_REQUEST:_ Recast the material, starting with the line containing "--target dirt road" and going on through the line containing "140 226 L 207", as a two-column CSV headed input and output. Give one row for each input and its output, with every field in quotation marks and line breaks replaced by spaces.

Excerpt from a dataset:
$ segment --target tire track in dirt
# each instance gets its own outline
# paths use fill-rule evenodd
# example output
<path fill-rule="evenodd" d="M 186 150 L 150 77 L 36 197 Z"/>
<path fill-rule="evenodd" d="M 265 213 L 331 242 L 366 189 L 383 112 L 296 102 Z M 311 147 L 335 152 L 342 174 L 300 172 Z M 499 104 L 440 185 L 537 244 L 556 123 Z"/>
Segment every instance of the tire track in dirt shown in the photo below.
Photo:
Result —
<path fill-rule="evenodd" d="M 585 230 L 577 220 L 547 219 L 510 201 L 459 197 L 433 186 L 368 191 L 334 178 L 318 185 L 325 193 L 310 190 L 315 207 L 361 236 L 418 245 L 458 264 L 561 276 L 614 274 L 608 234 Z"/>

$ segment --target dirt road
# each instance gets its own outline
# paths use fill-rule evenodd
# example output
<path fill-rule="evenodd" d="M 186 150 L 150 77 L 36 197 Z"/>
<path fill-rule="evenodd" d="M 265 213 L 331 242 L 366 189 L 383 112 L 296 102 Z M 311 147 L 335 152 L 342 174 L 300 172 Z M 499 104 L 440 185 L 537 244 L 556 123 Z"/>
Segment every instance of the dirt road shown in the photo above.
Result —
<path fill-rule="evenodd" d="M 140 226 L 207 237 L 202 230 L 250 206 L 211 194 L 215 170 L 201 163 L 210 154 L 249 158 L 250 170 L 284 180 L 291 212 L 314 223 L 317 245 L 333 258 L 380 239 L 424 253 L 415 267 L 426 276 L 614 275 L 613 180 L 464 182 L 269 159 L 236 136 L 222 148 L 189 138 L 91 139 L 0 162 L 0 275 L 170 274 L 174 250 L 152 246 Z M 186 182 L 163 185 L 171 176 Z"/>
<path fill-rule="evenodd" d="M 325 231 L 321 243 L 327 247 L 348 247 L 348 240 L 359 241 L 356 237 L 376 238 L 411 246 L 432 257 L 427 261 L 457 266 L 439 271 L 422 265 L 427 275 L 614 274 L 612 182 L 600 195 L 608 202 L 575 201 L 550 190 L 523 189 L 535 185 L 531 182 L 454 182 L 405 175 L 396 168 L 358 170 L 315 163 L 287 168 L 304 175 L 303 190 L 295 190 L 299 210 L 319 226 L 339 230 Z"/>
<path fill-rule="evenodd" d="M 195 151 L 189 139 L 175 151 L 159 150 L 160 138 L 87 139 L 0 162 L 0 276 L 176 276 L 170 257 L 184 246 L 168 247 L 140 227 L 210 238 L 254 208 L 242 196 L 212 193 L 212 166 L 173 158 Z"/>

_CORRECT RESULT:_
input,output
"$ segment --target dirt road # each instance gets its own outline # paths use fill-rule evenodd # example output <path fill-rule=""evenodd"" d=""M 186 150 L 150 77 L 36 197 Z""/> <path fill-rule=""evenodd"" d=""M 265 213 L 331 242 L 366 189 L 383 112 L 296 102 Z M 311 147 L 335 152 L 342 174 L 300 172 Z M 499 104 L 440 185 L 537 244 L 556 123 Z""/> Segment every instance of the dirt road shown in the photo above. Result —","<path fill-rule=""evenodd"" d=""M 140 226 L 207 237 L 202 230 L 250 206 L 211 194 L 215 170 L 201 163 L 210 154 L 249 158 L 250 170 L 284 180 L 291 212 L 314 223 L 317 245 L 333 258 L 380 239 L 424 253 L 415 267 L 426 276 L 614 275 L 613 180 L 464 182 L 269 159 L 236 136 L 222 148 L 189 138 L 91 139 L 0 162 L 0 275 L 170 274 L 174 250 L 152 246 Z M 186 182 L 163 185 L 171 176 Z""/>"